*Task*:
Set down all of the records word for word.

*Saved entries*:

• • • •

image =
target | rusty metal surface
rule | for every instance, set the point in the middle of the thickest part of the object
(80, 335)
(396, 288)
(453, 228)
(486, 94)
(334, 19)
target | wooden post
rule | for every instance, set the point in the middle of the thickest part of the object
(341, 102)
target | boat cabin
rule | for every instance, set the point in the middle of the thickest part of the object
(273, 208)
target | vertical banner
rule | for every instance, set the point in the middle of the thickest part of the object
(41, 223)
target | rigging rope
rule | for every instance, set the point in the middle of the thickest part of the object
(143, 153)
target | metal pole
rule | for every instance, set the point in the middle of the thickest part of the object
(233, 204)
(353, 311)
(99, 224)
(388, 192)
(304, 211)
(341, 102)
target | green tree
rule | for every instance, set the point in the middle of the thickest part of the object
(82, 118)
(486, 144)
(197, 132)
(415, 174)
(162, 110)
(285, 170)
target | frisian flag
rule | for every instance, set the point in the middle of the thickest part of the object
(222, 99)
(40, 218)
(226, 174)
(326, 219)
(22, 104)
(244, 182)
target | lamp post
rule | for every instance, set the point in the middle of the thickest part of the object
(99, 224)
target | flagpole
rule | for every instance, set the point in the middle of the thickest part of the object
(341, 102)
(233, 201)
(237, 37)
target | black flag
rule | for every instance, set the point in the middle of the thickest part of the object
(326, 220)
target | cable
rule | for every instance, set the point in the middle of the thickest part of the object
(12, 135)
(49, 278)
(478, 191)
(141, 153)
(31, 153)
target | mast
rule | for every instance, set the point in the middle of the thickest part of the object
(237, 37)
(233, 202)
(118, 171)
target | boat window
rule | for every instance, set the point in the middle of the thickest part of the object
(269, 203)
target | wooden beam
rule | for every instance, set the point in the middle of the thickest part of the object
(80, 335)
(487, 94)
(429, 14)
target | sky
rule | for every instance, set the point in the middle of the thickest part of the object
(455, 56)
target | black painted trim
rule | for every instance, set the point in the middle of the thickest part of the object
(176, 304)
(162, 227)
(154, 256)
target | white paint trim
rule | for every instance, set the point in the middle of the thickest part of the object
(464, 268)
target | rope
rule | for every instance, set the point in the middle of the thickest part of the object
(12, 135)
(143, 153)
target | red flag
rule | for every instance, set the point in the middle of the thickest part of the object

• • • •

*Solved problem*:
image =
target | rusty metal surface
rule | for every instance, set the point in the middle of the thickest part of the object
(80, 335)
(396, 288)
(453, 228)
(486, 94)
(334, 19)
target | wooden post
rule | for every instance, set the point in the middle of the thickest part of the object
(341, 102)
target | boat cabin
rule | for every instance, set the point in the middle of the thickest part of the object
(273, 208)
target | vertical banner
rule | for every instance, set the point in the middle of the thickest part of the object
(41, 223)
target | rigging rope
rule | for every instance, set the point in the middle of the thickest part of the object
(143, 153)
target | metal pole
rule | for every instance, set the point in the middle of the thickest part of the object
(233, 204)
(353, 311)
(99, 224)
(388, 192)
(304, 211)
(341, 102)
target | green tree
rule | for every instance, set the point in the middle of the thickest part of the object
(82, 118)
(486, 144)
(197, 132)
(415, 174)
(162, 110)
(285, 170)
target | frisian flag
rule | for every instance, set the point in the middle of the thickest part of the object
(222, 99)
(40, 218)
(226, 174)
(326, 219)
(22, 104)
(244, 182)
target | lamp post
rule | for every instance, set the point in the middle of the thickest part of the object
(99, 224)
target | flagpole
rule | for every instance, set the point in the middle of the thickest part of the object
(341, 102)
(233, 201)
(237, 37)
target | black flag
rule | for every instance, set the point in the middle of the thickest part of the object
(326, 220)
target | cable
rule | for every instance, set the point in the middle of the thickest part of the object
(12, 135)
(49, 278)
(478, 191)
(141, 153)
(31, 153)
target | mast
rule | for every instance, set the point in the middle of the thickest part of the object
(237, 37)
(233, 202)
(118, 171)
target | boat window
rule | for every instance, set the point in the middle of the thickest part of the object
(269, 203)
target | wooden beam
rule | for every instance, set the point in the middle of the thickest part of the object
(80, 335)
(487, 94)
(429, 14)
target | sky
rule | for every instance, set the point in the middle of the thickest part of the object
(455, 56)
target | black painted trim
rule | for every instance, set the point in the middle of the thickest part of the object
(176, 304)
(162, 227)
(154, 256)
target | white paint trim
rule | for every instance, set the point in the middle of the thickest part of the object
(464, 268)
target | rope
rule | for every instance, set the point in the middle of the thickest part of the object
(12, 135)
(143, 153)
target | red flag
rule | for every instance, set the point in the middle of the thickest part of the object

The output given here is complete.